(begin)

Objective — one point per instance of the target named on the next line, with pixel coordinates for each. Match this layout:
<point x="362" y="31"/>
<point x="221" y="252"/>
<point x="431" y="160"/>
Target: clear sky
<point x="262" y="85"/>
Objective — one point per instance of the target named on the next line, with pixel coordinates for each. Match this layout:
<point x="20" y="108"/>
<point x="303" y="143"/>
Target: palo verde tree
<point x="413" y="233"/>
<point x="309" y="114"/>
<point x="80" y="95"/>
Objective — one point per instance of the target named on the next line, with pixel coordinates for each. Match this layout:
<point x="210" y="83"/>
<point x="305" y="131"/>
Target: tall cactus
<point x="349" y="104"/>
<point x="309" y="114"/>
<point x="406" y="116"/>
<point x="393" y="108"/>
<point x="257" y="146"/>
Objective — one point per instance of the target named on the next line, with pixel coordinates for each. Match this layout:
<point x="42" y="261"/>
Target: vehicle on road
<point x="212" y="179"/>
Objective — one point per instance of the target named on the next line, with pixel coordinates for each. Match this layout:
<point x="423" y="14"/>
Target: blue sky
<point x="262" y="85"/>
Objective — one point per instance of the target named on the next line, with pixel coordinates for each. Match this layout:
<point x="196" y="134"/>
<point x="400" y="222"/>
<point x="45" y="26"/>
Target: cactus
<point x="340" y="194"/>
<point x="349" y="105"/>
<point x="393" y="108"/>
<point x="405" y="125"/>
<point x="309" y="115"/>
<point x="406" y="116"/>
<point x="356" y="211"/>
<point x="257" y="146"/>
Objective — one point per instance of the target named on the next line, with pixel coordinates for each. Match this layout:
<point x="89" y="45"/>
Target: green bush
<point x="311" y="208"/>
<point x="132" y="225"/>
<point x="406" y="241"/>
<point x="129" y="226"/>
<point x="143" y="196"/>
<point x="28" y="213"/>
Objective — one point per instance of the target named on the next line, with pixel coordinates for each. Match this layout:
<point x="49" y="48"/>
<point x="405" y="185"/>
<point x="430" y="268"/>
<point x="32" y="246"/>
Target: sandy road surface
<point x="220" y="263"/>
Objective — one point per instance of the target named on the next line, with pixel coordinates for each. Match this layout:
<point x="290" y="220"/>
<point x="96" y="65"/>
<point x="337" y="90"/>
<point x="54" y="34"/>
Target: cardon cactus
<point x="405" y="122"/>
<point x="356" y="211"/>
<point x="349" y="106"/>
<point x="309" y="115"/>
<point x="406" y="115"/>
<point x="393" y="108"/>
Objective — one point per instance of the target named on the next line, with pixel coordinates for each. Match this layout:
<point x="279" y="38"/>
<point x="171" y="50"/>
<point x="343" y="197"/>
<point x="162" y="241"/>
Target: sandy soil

(end)

CHALLENGE: Extract, word for word, each line of the listing above.

TASK ANSWER:
Objective — one point per instance of the target named on the next line, with pixel coordinates for each. Match this layout:
<point x="362" y="31"/>
<point x="221" y="252"/>
<point x="431" y="160"/>
Target: clear sky
<point x="262" y="85"/>
Objective — one point per instance of the target named on the next line, with pixel coordinates for each. Match this layout:
<point x="20" y="108"/>
<point x="303" y="143"/>
Target: palo verde tree
<point x="413" y="233"/>
<point x="309" y="114"/>
<point x="80" y="95"/>
Objective — one point per instance of the target named on the next line, with pixel coordinates for each. Match this layout:
<point x="210" y="83"/>
<point x="305" y="131"/>
Target: tall cactus
<point x="349" y="104"/>
<point x="309" y="114"/>
<point x="406" y="116"/>
<point x="393" y="108"/>
<point x="257" y="146"/>
Objective — one point per instance of the target named on the next line, with pixel coordinates for each. Match this layout:
<point x="42" y="261"/>
Target: vehicle on road
<point x="212" y="179"/>
Objective — one point per instance of the target named on the next line, with pixel coordinates for each. Match this layout:
<point x="423" y="14"/>
Target: blue sky
<point x="262" y="85"/>
Objective — one point per instance of the target named on the next line, with pixel coordinates for each. Match this layout:
<point x="196" y="134"/>
<point x="400" y="222"/>
<point x="45" y="26"/>
Target: cactus
<point x="340" y="194"/>
<point x="349" y="105"/>
<point x="393" y="108"/>
<point x="405" y="125"/>
<point x="309" y="115"/>
<point x="406" y="116"/>
<point x="356" y="211"/>
<point x="257" y="146"/>
Objective — one point per instance of the target named on the next line, with pixel coordinates for each. Match this layout:
<point x="89" y="45"/>
Target: green bush
<point x="311" y="208"/>
<point x="132" y="225"/>
<point x="406" y="241"/>
<point x="129" y="226"/>
<point x="143" y="196"/>
<point x="28" y="213"/>
Objective — one point per instance of the target named on the next line, with pixel coordinates for each. Match this layout:
<point x="49" y="48"/>
<point x="405" y="185"/>
<point x="430" y="268"/>
<point x="32" y="246"/>
Target: sandy road surface
<point x="220" y="263"/>
Objective — one point per instance of the target named on the next line, with pixel coordinates for each. Match this layout:
<point x="290" y="220"/>
<point x="96" y="65"/>
<point x="337" y="90"/>
<point x="54" y="34"/>
Target: cardon cactus
<point x="405" y="122"/>
<point x="356" y="211"/>
<point x="349" y="106"/>
<point x="309" y="115"/>
<point x="406" y="115"/>
<point x="393" y="108"/>
Objective — one point per instance of the target named on the next line, with pixel coordinates for each. Match this layout:
<point x="279" y="38"/>
<point x="171" y="50"/>
<point x="343" y="197"/>
<point x="162" y="241"/>
Target: sandy soil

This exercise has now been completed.